● Items:
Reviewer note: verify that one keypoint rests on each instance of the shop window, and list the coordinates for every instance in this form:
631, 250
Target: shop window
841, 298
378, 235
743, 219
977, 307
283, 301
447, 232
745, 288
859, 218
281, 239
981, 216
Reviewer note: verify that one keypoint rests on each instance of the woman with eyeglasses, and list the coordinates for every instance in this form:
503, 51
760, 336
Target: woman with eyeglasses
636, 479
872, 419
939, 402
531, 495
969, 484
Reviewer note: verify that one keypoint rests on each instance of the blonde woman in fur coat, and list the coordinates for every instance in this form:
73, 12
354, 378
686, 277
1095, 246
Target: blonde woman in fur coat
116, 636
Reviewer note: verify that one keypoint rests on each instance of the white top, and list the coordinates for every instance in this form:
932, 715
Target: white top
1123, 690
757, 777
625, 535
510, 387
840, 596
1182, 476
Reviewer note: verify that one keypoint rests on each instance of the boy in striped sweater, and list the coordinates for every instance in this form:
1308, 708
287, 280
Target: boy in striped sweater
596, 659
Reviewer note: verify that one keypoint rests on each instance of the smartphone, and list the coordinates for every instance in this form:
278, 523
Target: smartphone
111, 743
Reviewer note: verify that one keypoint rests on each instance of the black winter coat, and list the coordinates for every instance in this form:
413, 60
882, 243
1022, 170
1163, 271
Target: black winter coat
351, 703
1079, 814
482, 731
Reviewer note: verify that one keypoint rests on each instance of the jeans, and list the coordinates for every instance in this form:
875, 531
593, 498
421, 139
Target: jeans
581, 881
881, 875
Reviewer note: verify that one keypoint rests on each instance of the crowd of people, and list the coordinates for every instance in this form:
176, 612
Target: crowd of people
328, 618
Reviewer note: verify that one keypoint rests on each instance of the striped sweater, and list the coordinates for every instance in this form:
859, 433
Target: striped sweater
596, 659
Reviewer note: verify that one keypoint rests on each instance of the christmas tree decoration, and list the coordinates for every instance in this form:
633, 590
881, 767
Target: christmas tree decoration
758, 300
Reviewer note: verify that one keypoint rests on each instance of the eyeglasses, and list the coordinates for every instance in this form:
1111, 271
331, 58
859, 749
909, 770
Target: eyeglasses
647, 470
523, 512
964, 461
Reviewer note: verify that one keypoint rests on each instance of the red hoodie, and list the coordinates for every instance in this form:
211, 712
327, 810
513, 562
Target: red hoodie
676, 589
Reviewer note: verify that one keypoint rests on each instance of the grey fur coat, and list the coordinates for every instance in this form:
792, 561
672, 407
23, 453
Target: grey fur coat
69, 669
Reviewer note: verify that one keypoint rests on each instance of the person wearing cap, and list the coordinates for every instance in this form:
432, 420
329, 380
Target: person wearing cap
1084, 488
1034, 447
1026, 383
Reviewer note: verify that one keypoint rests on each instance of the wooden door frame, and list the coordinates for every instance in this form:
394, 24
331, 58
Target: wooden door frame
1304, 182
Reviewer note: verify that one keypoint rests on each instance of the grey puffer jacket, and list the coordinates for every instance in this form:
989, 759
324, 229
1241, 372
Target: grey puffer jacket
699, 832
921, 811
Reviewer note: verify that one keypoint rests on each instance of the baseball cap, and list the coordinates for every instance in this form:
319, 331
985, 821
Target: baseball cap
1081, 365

● Written request:
Render every line of the records above as a Markdown table with the columns Row and Line. Number each row and leave out blank lines.

● Written response:
| Row | Line |
|---|---|
| 1 | Reviewer note: verify that one keypoint rests on each instance of the shop window, and list the coordinates for every instance in this form: |
| 2 | 631, 250 |
| 3 | Target: shop window |
| 4 | 841, 298 |
| 5 | 378, 235 |
| 6 | 743, 219 |
| 7 | 977, 307 |
| 8 | 283, 301 |
| 9 | 447, 232 |
| 10 | 745, 288 |
| 11 | 859, 218 |
| 12 | 281, 239 |
| 13 | 981, 216 |
| 14 | Reviewer note: verify that one keypoint rests on each instance of the woman with eyeglasses, and list the coordinates for every instance in this form: |
| 15 | 503, 51 |
| 16 | 760, 336 |
| 17 | Target: woman with eyeglasses |
| 18 | 636, 479 |
| 19 | 872, 419 |
| 20 | 939, 402 |
| 21 | 531, 495 |
| 22 | 969, 484 |
| 23 | Reviewer note: verify that one keypoint rests on each instance of the blonde woman in fur coat, and list the coordinates for every instance in this form: |
| 24 | 73, 12 |
| 25 | 354, 378 |
| 26 | 686, 277 |
| 27 | 1095, 246 |
| 28 | Target: blonde woman in fur coat |
| 29 | 116, 636 |
| 30 | Reviewer note: verify that one keypoint rests on each instance of the white top, and list the coordinates for every instance in this form: |
| 31 | 932, 715 |
| 32 | Target: white top |
| 33 | 1123, 690 |
| 34 | 757, 777 |
| 35 | 625, 535 |
| 36 | 510, 387 |
| 37 | 840, 596 |
| 38 | 1182, 476 |
| 39 | Reviewer note: verify that one keypoint rests on each instance of the boy in striped sweater, and list the coordinates for every instance in this form: |
| 40 | 1308, 708 |
| 41 | 287, 280 |
| 42 | Target: boy in striped sweater |
| 43 | 596, 659 |
| 44 | Reviewer note: verify that one keypoint rests on each instance of the smartphone, and list the coordinates for every instance in this form: |
| 45 | 278, 523 |
| 46 | Target: smartphone |
| 47 | 111, 743 |
| 48 | Reviewer note: verify that one keypoint rests on each instance of the black winter coat, and list the coordinates for every instance in this form: |
| 49 | 413, 60 |
| 50 | 882, 243 |
| 51 | 1022, 170 |
| 52 | 1163, 271 |
| 53 | Target: black winter coat |
| 54 | 351, 703 |
| 55 | 1079, 814 |
| 56 | 482, 731 |
| 57 | Reviewer note: verify that one keypoint rests on each instance of the jeans, and list the coordinates for every instance in this form: |
| 58 | 875, 531 |
| 59 | 593, 498 |
| 60 | 421, 139 |
| 61 | Target: jeans |
| 62 | 581, 881 |
| 63 | 881, 875 |
| 64 | Reviewer note: verify that one keypoint rests on each instance of the crowd of people, and list the coordinates for every instance in this form: |
| 65 | 176, 612 |
| 66 | Target: crowd of people |
| 67 | 328, 618 |
| 68 | Reviewer note: verify that one keypoint rests on each instance of the striped sweater, and list the coordinates for every instance in this form: |
| 69 | 859, 433 |
| 70 | Target: striped sweater |
| 71 | 596, 659 |
| 72 | Reviewer note: verify that one keypoint rests on each instance of the christmas tree decoration, and list the coordinates for every instance in this form: |
| 73 | 633, 590 |
| 74 | 881, 767 |
| 75 | Target: christmas tree decoration |
| 76 | 758, 300 |
| 77 | Reviewer note: verify that one keypoint rests on each instance of the eyeglasses, and list the coordinates for every instance in this form: |
| 78 | 1111, 271 |
| 79 | 331, 58 |
| 80 | 859, 749 |
| 81 | 909, 770 |
| 82 | Target: eyeglasses |
| 83 | 647, 470 |
| 84 | 523, 512 |
| 85 | 964, 461 |
| 86 | Reviewer note: verify that one keypoint rests on each instance of the red hoodie, and list the coordinates for every instance in this form: |
| 87 | 211, 712 |
| 88 | 327, 810 |
| 89 | 513, 562 |
| 90 | Target: red hoodie |
| 91 | 676, 589 |
| 92 | Reviewer note: verify that one keypoint rests on each instance of the grey fur coat, and list the coordinates for every instance in this form: |
| 93 | 792, 561 |
| 94 | 672, 407 |
| 95 | 23, 453 |
| 96 | Target: grey fur coat |
| 97 | 69, 669 |
| 98 | Reviewer note: verify that one keypoint rests on each instance of the person wearing cap, and list the coordinates for every instance in this form: |
| 99 | 432, 420 |
| 100 | 329, 380 |
| 101 | Target: person wearing cap |
| 102 | 1084, 488 |
| 103 | 1034, 447 |
| 104 | 1026, 383 |
| 105 | Reviewer note: verify that one keypoint rests on each instance of the wooden door frame, and list the coordinates for every instance in this form: |
| 106 | 394, 24 |
| 107 | 331, 58 |
| 108 | Target: wooden door frame |
| 109 | 1304, 182 |
| 110 | Reviewer note: verify that one keypoint rests on each instance of the grey puffer jacket, and list the coordinates for every instance in this form: |
| 111 | 989, 759 |
| 112 | 324, 229 |
| 113 | 1241, 372 |
| 114 | Target: grey puffer jacket |
| 115 | 699, 832 |
| 116 | 921, 811 |
| 117 | Reviewer note: verify that one keypoint rests on each instance of the baseball cap, and list the coordinates for every instance in this form: |
| 118 | 319, 331 |
| 119 | 985, 821 |
| 120 | Target: baseball cap |
| 121 | 1081, 365 |